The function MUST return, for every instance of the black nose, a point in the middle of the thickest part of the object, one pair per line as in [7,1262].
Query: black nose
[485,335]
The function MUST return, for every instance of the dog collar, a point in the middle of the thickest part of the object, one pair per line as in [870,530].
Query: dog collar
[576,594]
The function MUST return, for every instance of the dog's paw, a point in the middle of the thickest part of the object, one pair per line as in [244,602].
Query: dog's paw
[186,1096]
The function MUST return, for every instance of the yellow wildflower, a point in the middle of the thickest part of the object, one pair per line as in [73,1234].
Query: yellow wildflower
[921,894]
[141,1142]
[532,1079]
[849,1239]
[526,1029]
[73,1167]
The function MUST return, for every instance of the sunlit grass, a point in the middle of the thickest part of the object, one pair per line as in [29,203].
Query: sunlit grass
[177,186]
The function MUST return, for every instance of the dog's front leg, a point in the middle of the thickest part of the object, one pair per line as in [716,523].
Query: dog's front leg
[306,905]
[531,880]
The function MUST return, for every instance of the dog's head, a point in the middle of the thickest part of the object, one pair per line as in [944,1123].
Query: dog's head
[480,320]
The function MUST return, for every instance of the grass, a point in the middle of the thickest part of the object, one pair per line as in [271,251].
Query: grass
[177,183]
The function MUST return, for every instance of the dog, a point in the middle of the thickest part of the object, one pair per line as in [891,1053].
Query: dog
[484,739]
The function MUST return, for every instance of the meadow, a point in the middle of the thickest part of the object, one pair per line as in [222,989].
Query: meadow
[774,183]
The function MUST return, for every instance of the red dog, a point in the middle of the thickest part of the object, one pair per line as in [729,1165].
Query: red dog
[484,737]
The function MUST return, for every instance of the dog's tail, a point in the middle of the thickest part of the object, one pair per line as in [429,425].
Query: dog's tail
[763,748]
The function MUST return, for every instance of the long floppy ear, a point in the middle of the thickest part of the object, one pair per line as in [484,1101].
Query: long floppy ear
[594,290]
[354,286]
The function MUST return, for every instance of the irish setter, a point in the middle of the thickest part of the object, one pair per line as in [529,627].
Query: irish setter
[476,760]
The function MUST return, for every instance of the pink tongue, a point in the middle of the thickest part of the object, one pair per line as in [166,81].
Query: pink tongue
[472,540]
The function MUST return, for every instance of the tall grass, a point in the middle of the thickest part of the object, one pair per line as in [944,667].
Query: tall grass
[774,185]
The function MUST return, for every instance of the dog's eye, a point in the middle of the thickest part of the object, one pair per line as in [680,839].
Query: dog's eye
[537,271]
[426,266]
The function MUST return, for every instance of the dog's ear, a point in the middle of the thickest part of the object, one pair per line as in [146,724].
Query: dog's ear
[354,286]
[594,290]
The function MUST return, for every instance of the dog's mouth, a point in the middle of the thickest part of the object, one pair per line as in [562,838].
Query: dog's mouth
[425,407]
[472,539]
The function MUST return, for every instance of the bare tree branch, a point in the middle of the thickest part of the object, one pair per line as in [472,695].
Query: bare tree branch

## Work to be completed
In the listing above, reproduce the first line and each one after it through the line that contains "as in [244,602].".

## Written reply
The function MUST return, for every instance of the black nose, a point in the middle of the thickest part of the object, one pair per line as in [7,1262].
Query: black nose
[485,335]
The function MUST return, for every instance of the dog collar, a point in the middle of the thickest part of the object, one pair per line as in [870,530].
Query: dog collar
[576,594]
The function MUST return, for every instance of the dog's paw, a point in the middle of the thickest part of the object, one pair per line as in [244,602].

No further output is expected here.